### Task directions
Please write out every record below exactly as it stands.

### Information
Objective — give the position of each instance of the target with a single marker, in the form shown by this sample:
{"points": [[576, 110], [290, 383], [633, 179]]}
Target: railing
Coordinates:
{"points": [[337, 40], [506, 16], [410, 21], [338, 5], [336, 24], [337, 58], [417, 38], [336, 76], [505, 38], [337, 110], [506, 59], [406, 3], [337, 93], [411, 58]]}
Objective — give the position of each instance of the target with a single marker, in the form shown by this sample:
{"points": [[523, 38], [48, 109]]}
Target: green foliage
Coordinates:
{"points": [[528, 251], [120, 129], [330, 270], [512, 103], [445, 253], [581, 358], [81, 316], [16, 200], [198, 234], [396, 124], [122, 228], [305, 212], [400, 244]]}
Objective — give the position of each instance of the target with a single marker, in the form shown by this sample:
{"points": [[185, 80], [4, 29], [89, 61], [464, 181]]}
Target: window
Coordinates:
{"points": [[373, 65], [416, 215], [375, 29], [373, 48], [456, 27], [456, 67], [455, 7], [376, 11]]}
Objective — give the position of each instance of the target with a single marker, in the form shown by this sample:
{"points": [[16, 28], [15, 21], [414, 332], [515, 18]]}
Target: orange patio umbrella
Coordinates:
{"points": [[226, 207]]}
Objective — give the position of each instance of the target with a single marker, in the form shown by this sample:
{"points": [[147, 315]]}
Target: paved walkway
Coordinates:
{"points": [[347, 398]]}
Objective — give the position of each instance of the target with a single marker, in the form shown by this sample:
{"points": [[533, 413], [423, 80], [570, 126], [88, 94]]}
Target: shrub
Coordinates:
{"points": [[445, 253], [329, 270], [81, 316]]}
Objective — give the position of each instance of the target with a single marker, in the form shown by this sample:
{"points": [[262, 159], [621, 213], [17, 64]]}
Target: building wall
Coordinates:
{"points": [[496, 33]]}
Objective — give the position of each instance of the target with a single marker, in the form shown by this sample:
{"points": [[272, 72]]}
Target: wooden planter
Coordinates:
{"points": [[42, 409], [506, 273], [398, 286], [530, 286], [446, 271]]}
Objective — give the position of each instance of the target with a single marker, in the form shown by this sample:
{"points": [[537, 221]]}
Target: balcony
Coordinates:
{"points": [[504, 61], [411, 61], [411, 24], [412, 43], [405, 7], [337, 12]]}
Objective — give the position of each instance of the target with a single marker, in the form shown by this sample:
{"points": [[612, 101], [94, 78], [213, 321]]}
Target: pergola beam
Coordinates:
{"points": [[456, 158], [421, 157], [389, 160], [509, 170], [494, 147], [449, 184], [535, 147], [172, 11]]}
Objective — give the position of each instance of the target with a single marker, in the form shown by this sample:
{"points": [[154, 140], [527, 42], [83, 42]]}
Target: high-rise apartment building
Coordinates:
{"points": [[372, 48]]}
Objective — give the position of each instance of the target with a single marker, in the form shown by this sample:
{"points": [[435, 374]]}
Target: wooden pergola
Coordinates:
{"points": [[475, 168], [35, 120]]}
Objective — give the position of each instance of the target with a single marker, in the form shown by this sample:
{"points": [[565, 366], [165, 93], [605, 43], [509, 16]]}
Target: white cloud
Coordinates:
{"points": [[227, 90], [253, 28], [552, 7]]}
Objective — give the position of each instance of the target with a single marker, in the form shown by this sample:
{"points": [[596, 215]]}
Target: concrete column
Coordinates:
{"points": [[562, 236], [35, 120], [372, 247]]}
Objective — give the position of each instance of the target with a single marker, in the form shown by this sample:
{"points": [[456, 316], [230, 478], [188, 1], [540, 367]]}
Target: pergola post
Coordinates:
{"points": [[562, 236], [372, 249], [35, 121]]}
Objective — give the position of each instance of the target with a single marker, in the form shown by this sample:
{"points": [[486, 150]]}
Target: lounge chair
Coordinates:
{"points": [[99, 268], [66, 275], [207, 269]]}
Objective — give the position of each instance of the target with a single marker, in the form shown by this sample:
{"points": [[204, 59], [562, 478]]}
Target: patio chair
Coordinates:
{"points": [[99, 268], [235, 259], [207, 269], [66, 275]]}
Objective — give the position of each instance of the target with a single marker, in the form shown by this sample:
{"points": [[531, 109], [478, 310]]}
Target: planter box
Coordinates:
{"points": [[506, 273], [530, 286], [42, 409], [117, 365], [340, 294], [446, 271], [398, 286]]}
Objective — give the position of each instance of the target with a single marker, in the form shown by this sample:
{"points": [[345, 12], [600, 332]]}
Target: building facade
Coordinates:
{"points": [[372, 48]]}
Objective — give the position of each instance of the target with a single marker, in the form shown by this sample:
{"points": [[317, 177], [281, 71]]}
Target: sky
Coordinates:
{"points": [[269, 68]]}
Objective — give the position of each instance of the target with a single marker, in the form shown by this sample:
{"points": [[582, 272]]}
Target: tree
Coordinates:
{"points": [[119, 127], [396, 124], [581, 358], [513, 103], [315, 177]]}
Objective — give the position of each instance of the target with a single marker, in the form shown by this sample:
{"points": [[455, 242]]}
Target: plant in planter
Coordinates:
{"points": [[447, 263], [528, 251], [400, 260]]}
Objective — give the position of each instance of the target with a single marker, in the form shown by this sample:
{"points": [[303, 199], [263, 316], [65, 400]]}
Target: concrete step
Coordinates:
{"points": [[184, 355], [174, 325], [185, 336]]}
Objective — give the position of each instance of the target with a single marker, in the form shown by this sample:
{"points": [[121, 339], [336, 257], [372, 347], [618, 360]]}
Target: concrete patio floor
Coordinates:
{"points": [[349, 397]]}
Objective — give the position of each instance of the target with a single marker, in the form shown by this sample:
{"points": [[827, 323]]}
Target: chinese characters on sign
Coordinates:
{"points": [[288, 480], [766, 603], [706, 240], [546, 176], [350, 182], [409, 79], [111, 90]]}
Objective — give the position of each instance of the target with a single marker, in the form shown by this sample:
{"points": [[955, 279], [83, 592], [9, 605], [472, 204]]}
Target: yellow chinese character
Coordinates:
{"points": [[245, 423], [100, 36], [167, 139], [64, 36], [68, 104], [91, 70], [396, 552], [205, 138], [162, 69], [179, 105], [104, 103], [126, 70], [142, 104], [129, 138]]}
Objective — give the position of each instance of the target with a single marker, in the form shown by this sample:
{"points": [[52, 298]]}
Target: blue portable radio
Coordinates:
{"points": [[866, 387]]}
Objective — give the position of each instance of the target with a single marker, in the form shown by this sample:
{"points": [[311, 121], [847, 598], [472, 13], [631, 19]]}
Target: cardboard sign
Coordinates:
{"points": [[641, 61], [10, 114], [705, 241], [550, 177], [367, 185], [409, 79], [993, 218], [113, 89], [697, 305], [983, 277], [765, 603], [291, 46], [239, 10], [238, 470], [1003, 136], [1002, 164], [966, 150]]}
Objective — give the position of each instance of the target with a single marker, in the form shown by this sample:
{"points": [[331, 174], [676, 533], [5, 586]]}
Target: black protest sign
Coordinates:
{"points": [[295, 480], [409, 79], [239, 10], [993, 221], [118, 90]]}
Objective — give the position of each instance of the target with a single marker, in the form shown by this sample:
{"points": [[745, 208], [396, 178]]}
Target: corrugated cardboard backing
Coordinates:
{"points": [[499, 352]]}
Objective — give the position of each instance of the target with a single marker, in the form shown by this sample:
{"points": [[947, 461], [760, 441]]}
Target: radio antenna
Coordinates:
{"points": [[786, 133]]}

### Written solution
Objective — give the position of each instance of the target with a single marker, in the form shown by this sample:
{"points": [[576, 110], [290, 383], [633, 179]]}
Target: railing
Coordinates:
{"points": [[337, 40], [506, 16], [410, 21], [338, 5], [336, 24], [337, 58], [417, 38], [336, 76], [505, 38], [337, 110], [506, 59], [406, 3], [337, 93], [411, 58]]}
Objective — give the position of each instance of the target with a single marker, in the form shown by this sample:
{"points": [[523, 38], [48, 109]]}
Target: green foliage
Coordinates:
{"points": [[528, 251], [120, 129], [330, 270], [512, 103], [445, 253], [581, 358], [81, 316], [16, 200], [198, 234], [396, 124], [122, 228], [305, 212], [400, 244]]}
Objective — give the position of each instance of the target with a single marker, in the form shown by this sample:
{"points": [[185, 80], [4, 29], [89, 61], [464, 181]]}
Target: window
Coordinates:
{"points": [[373, 65], [416, 215], [375, 29], [373, 48], [456, 27], [456, 67], [455, 7], [376, 11]]}
Objective — give the position of each instance of the target with a single marker, in the form shown by this sample:
{"points": [[16, 28], [15, 21], [414, 332], [515, 18]]}
Target: orange patio umbrella
Coordinates:
{"points": [[226, 207]]}
Objective — give the position of each instance of the target with a single marker, in the form shown by this sample:
{"points": [[147, 315]]}
Target: paved walkway
Coordinates:
{"points": [[347, 398]]}
Objective — give the position of each instance of the target with a single marker, in the form shown by this sample:
{"points": [[533, 413], [423, 80], [570, 126], [88, 94]]}
Target: shrub
Coordinates:
{"points": [[445, 253], [329, 270], [81, 316]]}
Objective — give the position of each instance of the target with a single marker, in the form shown by this sample:
{"points": [[262, 159], [621, 213], [17, 64]]}
Target: building wall
Coordinates:
{"points": [[496, 33]]}
Objective — give the position of each instance of the target with a single marker, in the form shown by this sample:
{"points": [[272, 72]]}
Target: wooden planter
Coordinates:
{"points": [[42, 409], [506, 273], [398, 286], [530, 286], [446, 271]]}
Objective — give the position of each instance of the target with a single marker, in the form shown by this sample:
{"points": [[537, 221]]}
Target: balcony
Coordinates:
{"points": [[504, 61], [411, 61], [411, 24], [412, 43], [405, 7], [337, 12]]}
Objective — give the position of each instance of the target with a single marker, in the form shown by this sample:
{"points": [[612, 101], [94, 78], [213, 321]]}
Target: pergola beam
Coordinates:
{"points": [[456, 158], [421, 157], [389, 160], [509, 170], [494, 147], [449, 184], [535, 147], [172, 11]]}
Objective — give the position of each instance of the target with a single marker, in the form shown by this sample:
{"points": [[154, 140], [527, 42], [83, 42]]}
Target: high-rise apartment building
Coordinates:
{"points": [[372, 48]]}
Objective — give the position of each instance of the target with a single marker, in the form shown by this sample:
{"points": [[435, 374]]}
Target: wooden pergola
Coordinates:
{"points": [[475, 168], [35, 120]]}
Objective — give the position of each instance of the target with a single marker, in the form shown by this sample:
{"points": [[565, 366], [165, 93], [605, 43], [509, 16]]}
Target: white cloud
Coordinates:
{"points": [[227, 90], [253, 28], [552, 7]]}
Objective — give the position of each instance of the target with a single marker, in the form shown by this sample:
{"points": [[596, 215]]}
Target: concrete column
Coordinates:
{"points": [[562, 236], [35, 120], [372, 247]]}
Objective — give the position of each instance of the target with a single marker, in the form shown by this sample:
{"points": [[456, 316], [230, 478], [188, 1], [540, 367]]}
Target: pergola post
Coordinates:
{"points": [[562, 236], [372, 249], [35, 121]]}
Objective — give the position of each instance of the target with a single marker, in the form shown by this sample:
{"points": [[486, 150]]}
Target: lounge chair
Coordinates:
{"points": [[99, 268], [66, 275], [207, 269]]}
Objective — give the position of each instance of the target with a single marker, in the form shown by this sample:
{"points": [[204, 59], [562, 478]]}
Target: patio chair
Coordinates:
{"points": [[99, 268], [235, 259], [207, 269], [66, 275]]}
Objective — give the position of each instance of the target with a single marker, in the form shown by this sample:
{"points": [[531, 109], [478, 310]]}
Target: planter box
Coordinates:
{"points": [[506, 273], [530, 286], [42, 409], [117, 365], [340, 294], [446, 271], [398, 286]]}
Objective — give the position of each instance of the target with a single marker, in the form shown by this sample:
{"points": [[345, 12], [600, 332]]}
Target: building facade
Coordinates:
{"points": [[372, 48]]}
Objective — give the position of each instance of the target with a single marker, in the form shown by this sample:
{"points": [[317, 177], [281, 71]]}
Target: sky
Coordinates:
{"points": [[269, 68]]}
Objective — give the position of each instance of the target with a single marker, in the form shown by this sample:
{"points": [[582, 272]]}
Target: tree
Coordinates:
{"points": [[119, 127], [396, 124], [581, 358], [513, 103], [315, 177]]}
Objective — give the position of each instance of the target with a single marker, in the form shown by this sample:
{"points": [[455, 242]]}
Target: plant in planter
Coordinates:
{"points": [[447, 263], [528, 251], [400, 260]]}
Objective — give the position of each instance of the target with a single marker, in the form shown by this sample:
{"points": [[303, 199], [263, 316], [65, 400]]}
Target: concrete step
Coordinates:
{"points": [[184, 355], [174, 325], [185, 336]]}
Objective — give the position of each instance of the target with a single marker, in the form shown by this sample:
{"points": [[121, 339], [336, 257], [372, 347], [618, 360]]}
Target: concrete patio floor
Coordinates:
{"points": [[349, 397]]}
Objective — give the position of each instance of the target with a single marker, in the form shown by this sample:
{"points": [[827, 323]]}
Target: chinese characters on sign
Coordinates:
{"points": [[288, 480], [766, 603], [706, 240], [546, 176], [350, 182], [409, 79], [111, 90]]}
Objective — give the position of each instance of the target with a single marker, in the form shown by this sample:
{"points": [[955, 279], [83, 592], [9, 605], [472, 204]]}
Target: yellow chinese character
Coordinates:
{"points": [[245, 423], [100, 36], [167, 139], [64, 36], [68, 104], [91, 70], [396, 552], [205, 138], [162, 69], [179, 105], [104, 103], [126, 70], [142, 104], [129, 138]]}
Objective — give the position of each instance of the target with a single marker, in the form shown by this sample:
{"points": [[52, 298]]}
Target: blue portable radio
Coordinates:
{"points": [[866, 387]]}
Objective — give the position of each instance of the target with a single marker, in the form shown by this sample:
{"points": [[311, 121], [847, 598], [472, 13], [631, 19]]}
Target: cardboard sign
Coordinates:
{"points": [[641, 61], [10, 114], [705, 241], [550, 177], [367, 185], [409, 79], [993, 218], [113, 89], [697, 305], [983, 277], [765, 603], [291, 46], [239, 10], [238, 470], [1003, 136], [1002, 164], [966, 150]]}
Objective — give the position of each instance of the target with a single marker, in the form shown by this sample:
{"points": [[331, 174], [676, 533], [5, 586]]}
Target: black protest sign
Coordinates:
{"points": [[295, 480], [409, 79], [239, 10], [993, 221], [118, 90]]}
Objective — give the position of each instance of the target with a single marker, in the form shown by this sample:
{"points": [[745, 208], [396, 178]]}
Target: corrugated cardboard backing
Coordinates:
{"points": [[499, 352]]}
Objective — give the position of each instance of the target with a single marker, in the form shown by this sample:
{"points": [[947, 461], [760, 441]]}
Target: radio antenna
Coordinates:
{"points": [[786, 133]]}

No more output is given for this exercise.